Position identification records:
--------------------
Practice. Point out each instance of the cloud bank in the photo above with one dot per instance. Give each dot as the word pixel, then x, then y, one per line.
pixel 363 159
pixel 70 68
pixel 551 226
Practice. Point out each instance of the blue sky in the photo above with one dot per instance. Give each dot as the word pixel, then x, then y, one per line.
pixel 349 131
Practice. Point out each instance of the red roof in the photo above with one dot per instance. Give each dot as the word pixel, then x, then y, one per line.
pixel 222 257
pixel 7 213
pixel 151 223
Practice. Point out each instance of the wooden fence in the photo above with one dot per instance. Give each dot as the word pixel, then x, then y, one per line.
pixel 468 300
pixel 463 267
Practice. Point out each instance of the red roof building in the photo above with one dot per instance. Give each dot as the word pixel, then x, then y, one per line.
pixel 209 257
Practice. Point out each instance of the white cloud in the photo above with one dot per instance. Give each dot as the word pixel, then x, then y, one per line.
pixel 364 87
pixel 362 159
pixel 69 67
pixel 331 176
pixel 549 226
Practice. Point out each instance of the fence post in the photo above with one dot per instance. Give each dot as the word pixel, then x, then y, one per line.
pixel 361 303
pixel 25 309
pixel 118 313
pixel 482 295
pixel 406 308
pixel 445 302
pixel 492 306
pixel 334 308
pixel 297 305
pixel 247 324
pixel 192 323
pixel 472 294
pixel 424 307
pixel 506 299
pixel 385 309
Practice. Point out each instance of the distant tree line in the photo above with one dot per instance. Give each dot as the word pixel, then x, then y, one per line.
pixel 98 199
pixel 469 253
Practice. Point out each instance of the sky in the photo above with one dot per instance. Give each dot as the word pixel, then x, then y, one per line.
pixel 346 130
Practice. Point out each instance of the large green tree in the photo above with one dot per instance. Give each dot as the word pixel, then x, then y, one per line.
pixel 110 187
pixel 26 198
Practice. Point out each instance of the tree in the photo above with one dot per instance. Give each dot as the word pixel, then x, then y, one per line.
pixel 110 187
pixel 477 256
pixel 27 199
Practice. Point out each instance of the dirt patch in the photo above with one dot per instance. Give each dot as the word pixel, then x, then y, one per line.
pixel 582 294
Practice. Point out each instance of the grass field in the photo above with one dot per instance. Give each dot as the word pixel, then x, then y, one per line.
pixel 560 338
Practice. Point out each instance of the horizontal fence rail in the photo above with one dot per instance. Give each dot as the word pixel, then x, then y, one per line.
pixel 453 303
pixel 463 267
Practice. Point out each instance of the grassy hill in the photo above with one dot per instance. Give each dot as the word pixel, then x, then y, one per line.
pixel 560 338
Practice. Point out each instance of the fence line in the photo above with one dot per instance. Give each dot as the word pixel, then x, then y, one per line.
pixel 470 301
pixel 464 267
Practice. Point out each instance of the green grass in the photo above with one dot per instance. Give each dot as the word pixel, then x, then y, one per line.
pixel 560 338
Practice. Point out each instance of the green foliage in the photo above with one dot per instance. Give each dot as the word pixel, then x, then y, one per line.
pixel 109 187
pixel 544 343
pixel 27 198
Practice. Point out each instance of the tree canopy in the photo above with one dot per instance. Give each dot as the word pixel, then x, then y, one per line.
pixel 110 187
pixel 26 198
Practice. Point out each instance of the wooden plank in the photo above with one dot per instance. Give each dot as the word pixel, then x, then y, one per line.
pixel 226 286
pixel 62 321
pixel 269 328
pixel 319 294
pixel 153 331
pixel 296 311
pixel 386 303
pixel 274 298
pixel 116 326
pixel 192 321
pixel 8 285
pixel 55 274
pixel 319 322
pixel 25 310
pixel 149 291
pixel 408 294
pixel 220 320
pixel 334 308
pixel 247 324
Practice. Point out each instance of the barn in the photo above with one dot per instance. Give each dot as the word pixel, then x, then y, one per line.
--------------------
## Task prompt:
Reproduce verbatim the lines of the items, starting with the line that contains "Practice. Point out each instance of the red roof in" and continuing through the line that contains "pixel 151 223", both lines included.

## Problem solution:
Practice. Point out each instance of the red roof in the photo above with one dot per instance. Give each dot as the word pixel, then x, then y, one per line.
pixel 222 257
pixel 7 213
pixel 151 223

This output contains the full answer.